[抜粋テキスト]:
++++++
MTAの有用性|目黒まついデンタルクリニック|目黒の歯医者|矯正歯科、審美歯科

MTAの有用性

こんにちは。目黒まついデンタルクリニックです。

今回はMTAセメントという新しい材料についてご説明します。

歯科におけるセメントと聞くと、例えば被せものや詰め物を付けるための糊のようなものを想像する方も多いかと思いますが、MTAセメントは全く違う用途で用いられます。

MTAセメントとは

MTAセメント第二弾の発売について -YAMAKIN株式会社-根管治療の必須アイテム:MTAセメントとその効果とは?歯内療法wiki

MTAセメントは封鎖性と殺菌性に優れた歯科材料で、虫歯を除去した後に置くことで神経を残すことができる可能性がある材料です。虫歯治療だけでなく神経治療など幅広く使われる近年注目されている歯科材料です。どのようなパターンで用いられるのでしょうか。少し挙げてみると、

深い虫歯治療後の神経温存治療

神経治療後の根管充填・逆根管充填

神経再治療後などで根管に穴が開いている場合の封鎖

などで使われていきます。

総じていえることとしてはMTAセメントは封鎖性に優れているため、その利点を生かすための治療にかなり有用ということです。

MTAセメントの特徴

MTAセメントの大きな特徴は以下の4つになります。

・封鎖性が高い

MTAセメントの一番の特徴である封鎖性。多くのセメントは固まるときに少し縮まるということが起こるため、絶対的な隙間が生じてしまいます。隙間が生じると細菌にとっては、繁殖する場所を与えてしまいます。

それに対し、MTAセメントは硬化膨張という特徴があるため緊密な封鎖を実現してくれます。

隅々まで封鎖することで菌の流入を防ぐことができます。

・殺菌効果がある

MTAセメントは強アルカリ性の物質で、アルカリ環境下では最近が生き続けるのは難しいとされています。この殺菌効果により、封鎖した箇所の無菌化を実現することができます。

・生体親和性が高い

MTAセメントは生体親和性が高い材料です。従来のセメントや根っこの中に入れるお薬は、体の外に出ると異物と捉えてしまい、炎症が起こってしまいます。
++++++
[課題 1]:
抜粋テキストの「総じていえることとしてはMT」から「する場所を与えてしまいます。」までを、「細菌」を「バクテリア」に置き換えて書き直しなさい。
[課題 2]:
抜粋テキストによると、MTAセメントが多くのセメントと違って緊密な封鎖を実現できるのはなぜか。1～3文で説明しなさい。
レコードは抜粋テキストとは別の資料である。

[データセットのレコード]:
++++++
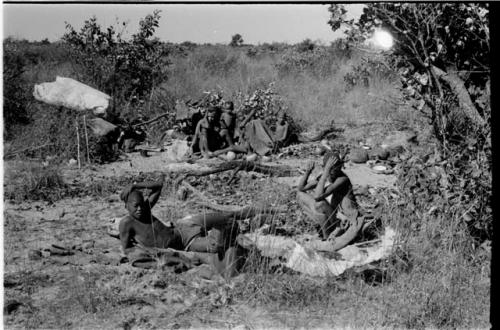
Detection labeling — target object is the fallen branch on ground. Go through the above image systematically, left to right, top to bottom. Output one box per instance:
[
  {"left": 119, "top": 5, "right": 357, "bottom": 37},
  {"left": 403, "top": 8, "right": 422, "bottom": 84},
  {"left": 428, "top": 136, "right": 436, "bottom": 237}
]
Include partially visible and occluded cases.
[
  {"left": 132, "top": 112, "right": 170, "bottom": 128},
  {"left": 177, "top": 160, "right": 300, "bottom": 184},
  {"left": 182, "top": 181, "right": 287, "bottom": 214}
]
++++++
[解答 1]:
総じていえることとしてはMTAセメントは封鎖性に優れているため、その利点を生かすための治療にかなり有用ということです。

MTAセメントの特徴

MTAセメントの大きな特徴は以下の4つになります。

・封鎖性が高い

MTAセメントの一番の特徴である封鎖性。多くのセメントは固まるときに少し縮まるということが起こるため、絶対的な隙間が生じてしまいます。隙間が生じるとバクテリアにとっては、繁殖する場所を与えてしまいます。

[解答 2]:
多くのセメントは固まるときに少し縮むため隙間が生じ、細菌に繁殖する場所を与えてしまう。それに対しMTAセメントには硬化膨張という特徴があるため、緊密な封鎖を実現できる。